◆ **Короткая задача**
Назовите число строк ниже, в которых есть слово «Outline». Ответом должно быть только число.

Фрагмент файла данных

################

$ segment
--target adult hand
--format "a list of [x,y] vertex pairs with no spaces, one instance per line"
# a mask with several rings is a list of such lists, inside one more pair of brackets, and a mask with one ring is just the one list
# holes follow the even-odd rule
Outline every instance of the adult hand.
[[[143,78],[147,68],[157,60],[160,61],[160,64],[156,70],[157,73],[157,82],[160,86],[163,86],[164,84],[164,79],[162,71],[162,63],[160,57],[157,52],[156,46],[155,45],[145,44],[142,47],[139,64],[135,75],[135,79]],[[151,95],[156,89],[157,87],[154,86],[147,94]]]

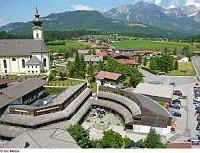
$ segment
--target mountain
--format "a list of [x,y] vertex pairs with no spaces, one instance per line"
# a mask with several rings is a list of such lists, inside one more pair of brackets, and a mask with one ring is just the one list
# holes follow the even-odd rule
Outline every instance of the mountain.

################

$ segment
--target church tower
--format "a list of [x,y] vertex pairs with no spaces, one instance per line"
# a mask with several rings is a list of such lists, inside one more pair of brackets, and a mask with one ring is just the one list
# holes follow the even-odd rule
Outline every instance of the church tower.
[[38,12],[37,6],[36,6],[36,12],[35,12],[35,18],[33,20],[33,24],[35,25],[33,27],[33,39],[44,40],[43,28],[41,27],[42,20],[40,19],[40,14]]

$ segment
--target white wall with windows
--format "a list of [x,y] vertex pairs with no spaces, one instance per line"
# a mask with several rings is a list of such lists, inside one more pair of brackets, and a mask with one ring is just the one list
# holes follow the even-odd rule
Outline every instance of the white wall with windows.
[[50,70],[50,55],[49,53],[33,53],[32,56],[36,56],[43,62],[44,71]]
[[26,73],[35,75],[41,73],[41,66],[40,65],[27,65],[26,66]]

################

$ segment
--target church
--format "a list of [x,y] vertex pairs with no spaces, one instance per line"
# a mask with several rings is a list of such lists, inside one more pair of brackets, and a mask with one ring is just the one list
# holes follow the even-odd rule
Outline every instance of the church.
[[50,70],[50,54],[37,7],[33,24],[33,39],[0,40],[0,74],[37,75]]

################

◆ **Правильный ответ**
5